### [Text block]
START

Skip to content

SystemError: PY_SSIZE_T_CLEAN macro must be defined for '#' formats - PyTorch compile fails with Python 3.12 #153737

@Taylor-C-Reese

Description

@Taylor-C-Reese

🐛 Describe the bug

torch.compile fails compiling a simple model in Python 3.12, with error torch._inductor.exc.InductorError: SystemError: PY_SSIZE_T_CLEAN macro must be defined for '#' formats.

The model works fine without compilation, and also compiles and works fine when run under Python 3.13.

This seems to be an issue with changes to Triton: others have reported similar issues in similar uses cases:

Recent versions of Python have changed their C API behavior re PY_SSIZE_T_CLEAN:

Note On Python 3.12 and older, the macro PY_SSIZE_T_CLEAN must be defined before including Python.h to use all # variants of formats (s#, y#, etc.) explained below. This is not necessary on Python 3.13 and later.

Possibly relevant:

Error logs

W0516 11:23:24.382000 4559 torch/_inductor/utils.py:1250] [0/0_1] Not enough SMs to use max_autotune_gemm mode

Traceback (most recent call last):
  File "/myproj/src/myproj/models/transformer.py", line 191, in <module>
    trainer.fit(model, datamodule=sdm, ckpt_path=ckpt_path) #type:ignore
    ^^^^^^^^^^^^^^^^^^^^^^^^^^^^^^^^^^^^^^^^^^^^^^^^^^^^^^^
  File "/myproj/venv/lib/python3.12/site-packages/lightning/pytorch/trainer/trainer.py", line 561, in fit
    call._call_and_handle_interrupt(
  File "/myproj/venv/lib/python3.12/site-packages/lightning/pytorch/trainer/call.py", line 48, in _call_and_handle_interrupt
    return trainer_fn(*args, **kwargs)

END

### [Set task A]
Display each line in the records below that contains the string "plastic".

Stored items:
START

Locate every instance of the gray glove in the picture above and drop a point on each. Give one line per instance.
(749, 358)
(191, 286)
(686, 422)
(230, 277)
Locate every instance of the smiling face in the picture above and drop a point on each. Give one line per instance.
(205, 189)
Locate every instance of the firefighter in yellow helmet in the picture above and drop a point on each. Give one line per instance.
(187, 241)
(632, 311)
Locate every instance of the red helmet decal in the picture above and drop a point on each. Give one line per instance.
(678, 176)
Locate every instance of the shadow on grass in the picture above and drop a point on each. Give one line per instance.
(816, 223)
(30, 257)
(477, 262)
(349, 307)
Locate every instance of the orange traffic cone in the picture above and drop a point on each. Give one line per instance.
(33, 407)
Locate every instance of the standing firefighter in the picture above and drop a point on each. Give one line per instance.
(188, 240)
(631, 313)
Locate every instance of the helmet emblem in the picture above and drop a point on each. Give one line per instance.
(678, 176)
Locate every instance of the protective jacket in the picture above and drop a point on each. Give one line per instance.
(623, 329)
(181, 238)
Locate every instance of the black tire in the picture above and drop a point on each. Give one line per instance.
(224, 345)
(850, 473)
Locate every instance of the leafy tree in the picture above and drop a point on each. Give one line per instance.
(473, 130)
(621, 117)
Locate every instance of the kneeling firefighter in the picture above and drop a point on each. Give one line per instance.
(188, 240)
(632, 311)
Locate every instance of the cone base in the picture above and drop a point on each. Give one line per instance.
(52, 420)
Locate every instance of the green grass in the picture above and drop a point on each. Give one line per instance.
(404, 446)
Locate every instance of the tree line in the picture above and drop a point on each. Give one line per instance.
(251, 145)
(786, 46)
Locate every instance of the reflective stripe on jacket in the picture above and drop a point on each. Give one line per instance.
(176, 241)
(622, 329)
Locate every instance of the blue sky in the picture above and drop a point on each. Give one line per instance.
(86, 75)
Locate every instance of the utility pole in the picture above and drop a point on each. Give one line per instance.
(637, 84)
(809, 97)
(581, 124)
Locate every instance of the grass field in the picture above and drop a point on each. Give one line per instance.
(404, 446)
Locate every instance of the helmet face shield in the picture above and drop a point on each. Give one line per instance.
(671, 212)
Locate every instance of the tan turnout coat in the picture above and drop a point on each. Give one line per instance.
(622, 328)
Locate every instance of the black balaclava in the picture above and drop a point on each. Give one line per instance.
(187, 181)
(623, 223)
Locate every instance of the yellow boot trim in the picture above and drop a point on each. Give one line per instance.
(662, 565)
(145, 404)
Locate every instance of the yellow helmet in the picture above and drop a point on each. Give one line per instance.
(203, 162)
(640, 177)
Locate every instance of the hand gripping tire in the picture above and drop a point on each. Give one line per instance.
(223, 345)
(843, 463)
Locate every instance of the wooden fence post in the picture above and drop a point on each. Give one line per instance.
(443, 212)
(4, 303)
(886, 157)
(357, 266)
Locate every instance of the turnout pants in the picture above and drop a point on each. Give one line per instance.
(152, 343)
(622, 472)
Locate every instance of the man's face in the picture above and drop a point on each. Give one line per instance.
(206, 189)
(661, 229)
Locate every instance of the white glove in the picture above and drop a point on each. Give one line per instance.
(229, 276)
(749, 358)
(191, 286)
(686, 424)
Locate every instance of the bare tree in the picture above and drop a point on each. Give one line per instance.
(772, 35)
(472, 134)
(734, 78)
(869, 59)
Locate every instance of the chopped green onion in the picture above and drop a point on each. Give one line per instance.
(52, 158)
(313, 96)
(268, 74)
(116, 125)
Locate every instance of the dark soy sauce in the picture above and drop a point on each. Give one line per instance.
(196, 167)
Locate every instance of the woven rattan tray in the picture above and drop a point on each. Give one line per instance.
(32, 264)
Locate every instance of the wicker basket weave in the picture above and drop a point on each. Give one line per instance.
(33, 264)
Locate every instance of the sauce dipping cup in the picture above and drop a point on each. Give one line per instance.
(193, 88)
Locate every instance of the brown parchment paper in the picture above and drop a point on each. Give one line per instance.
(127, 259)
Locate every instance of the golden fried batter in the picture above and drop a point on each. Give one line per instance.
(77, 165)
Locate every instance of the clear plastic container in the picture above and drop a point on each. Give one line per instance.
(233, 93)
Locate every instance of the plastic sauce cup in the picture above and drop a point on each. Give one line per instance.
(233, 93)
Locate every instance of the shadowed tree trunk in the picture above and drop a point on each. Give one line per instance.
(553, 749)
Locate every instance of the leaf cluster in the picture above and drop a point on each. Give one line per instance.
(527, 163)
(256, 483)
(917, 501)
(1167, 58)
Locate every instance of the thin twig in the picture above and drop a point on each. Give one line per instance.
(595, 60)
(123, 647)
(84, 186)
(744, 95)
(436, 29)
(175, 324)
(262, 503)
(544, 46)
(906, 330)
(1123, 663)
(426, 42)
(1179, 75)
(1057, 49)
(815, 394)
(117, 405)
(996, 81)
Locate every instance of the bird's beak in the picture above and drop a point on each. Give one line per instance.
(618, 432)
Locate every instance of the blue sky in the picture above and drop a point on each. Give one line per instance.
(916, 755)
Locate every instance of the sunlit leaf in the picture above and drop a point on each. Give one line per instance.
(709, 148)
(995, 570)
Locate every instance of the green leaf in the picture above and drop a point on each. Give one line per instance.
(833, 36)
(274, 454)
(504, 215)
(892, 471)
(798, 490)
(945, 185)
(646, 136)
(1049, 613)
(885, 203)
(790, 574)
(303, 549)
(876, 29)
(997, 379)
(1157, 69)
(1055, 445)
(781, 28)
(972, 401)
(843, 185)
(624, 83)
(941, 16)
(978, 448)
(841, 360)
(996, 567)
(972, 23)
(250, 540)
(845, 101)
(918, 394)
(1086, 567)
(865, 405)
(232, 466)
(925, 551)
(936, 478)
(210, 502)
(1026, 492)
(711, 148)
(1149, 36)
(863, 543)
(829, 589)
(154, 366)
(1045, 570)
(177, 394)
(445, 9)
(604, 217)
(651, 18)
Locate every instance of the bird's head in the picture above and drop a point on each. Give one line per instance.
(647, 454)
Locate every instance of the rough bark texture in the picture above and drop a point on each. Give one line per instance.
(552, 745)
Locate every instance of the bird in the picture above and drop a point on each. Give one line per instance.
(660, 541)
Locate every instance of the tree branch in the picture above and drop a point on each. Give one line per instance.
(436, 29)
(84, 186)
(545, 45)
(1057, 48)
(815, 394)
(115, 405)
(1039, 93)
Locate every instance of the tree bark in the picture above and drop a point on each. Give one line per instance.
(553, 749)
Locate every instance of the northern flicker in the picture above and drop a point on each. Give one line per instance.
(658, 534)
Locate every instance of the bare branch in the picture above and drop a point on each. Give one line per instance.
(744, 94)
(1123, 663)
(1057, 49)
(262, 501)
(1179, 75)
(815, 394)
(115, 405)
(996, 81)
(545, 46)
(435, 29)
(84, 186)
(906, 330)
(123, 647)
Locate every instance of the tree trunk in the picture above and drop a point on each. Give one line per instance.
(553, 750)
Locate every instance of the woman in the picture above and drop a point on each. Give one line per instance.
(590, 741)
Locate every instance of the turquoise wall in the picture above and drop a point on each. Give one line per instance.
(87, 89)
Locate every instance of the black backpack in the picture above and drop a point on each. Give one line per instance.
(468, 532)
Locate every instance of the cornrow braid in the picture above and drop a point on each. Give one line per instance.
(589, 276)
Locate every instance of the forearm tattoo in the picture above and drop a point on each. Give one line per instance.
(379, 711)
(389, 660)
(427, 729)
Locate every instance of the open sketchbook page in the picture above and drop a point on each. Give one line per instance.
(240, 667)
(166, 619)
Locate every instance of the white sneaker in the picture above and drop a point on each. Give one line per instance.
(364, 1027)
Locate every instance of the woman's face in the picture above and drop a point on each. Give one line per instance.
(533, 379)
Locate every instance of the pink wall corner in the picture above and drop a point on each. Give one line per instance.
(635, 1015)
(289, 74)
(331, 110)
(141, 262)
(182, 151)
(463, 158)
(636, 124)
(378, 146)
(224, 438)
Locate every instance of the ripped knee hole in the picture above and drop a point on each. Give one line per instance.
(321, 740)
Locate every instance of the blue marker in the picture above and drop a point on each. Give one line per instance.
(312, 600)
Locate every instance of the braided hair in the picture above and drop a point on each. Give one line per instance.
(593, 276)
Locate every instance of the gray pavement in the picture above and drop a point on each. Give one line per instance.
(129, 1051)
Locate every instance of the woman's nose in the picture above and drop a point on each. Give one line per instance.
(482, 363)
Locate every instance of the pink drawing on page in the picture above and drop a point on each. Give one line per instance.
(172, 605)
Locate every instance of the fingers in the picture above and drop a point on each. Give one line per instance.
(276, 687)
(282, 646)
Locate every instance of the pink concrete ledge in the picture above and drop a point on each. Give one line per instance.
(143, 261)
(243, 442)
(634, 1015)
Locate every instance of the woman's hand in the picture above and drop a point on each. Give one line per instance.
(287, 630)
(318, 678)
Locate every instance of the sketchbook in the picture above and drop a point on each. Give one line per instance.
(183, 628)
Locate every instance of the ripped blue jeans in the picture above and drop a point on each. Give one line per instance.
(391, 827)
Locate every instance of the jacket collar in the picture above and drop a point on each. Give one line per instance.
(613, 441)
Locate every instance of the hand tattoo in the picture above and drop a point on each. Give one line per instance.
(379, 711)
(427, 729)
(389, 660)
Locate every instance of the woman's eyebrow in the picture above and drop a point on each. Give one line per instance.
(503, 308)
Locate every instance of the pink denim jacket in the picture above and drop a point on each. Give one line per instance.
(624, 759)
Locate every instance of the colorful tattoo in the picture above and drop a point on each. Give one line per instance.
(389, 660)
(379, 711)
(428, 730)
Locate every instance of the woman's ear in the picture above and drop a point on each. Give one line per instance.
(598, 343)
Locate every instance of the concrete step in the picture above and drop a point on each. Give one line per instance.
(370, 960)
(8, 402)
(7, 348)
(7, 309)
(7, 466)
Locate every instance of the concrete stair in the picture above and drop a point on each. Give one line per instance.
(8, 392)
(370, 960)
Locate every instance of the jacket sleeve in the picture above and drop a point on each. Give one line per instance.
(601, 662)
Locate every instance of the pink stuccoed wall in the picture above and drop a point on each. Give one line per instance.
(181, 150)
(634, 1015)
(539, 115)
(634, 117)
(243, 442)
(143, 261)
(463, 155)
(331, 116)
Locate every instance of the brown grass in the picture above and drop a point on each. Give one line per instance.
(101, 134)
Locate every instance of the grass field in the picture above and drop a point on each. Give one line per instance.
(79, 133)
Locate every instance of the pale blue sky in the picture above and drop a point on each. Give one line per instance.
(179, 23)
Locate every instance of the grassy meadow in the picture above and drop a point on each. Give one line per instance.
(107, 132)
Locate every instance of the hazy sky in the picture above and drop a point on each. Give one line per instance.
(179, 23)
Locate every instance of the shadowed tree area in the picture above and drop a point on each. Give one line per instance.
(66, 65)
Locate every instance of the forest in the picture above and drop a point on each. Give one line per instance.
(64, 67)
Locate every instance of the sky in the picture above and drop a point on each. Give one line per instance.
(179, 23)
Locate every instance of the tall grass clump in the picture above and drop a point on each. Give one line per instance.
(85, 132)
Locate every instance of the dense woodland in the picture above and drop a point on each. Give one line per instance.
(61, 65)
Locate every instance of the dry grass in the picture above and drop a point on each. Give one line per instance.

END

### [Set task B]
Answer these questions from the PyTorch issue:
(i) Under which Python version does the model compile and run without problems?
(ii) According to the quoted note, what must be defined before including Python.h on Python 3.12 and older?
(iii) What warning appears on the first line of the error logs?

### [Exercise answer A]
Locate every instance of the clear plastic container in the picture above and drop a point on each. Give one line per instance.
Locate every instance of the plastic sauce cup in the picture above and drop a point on each. Give one line per instance.

### [Exercise answer B]
(i) Python 3.13.
(ii) The macro PY_SSIZE_T_CLEAN.
(iii) Not enough SMs to use max_autotune_gemm mode.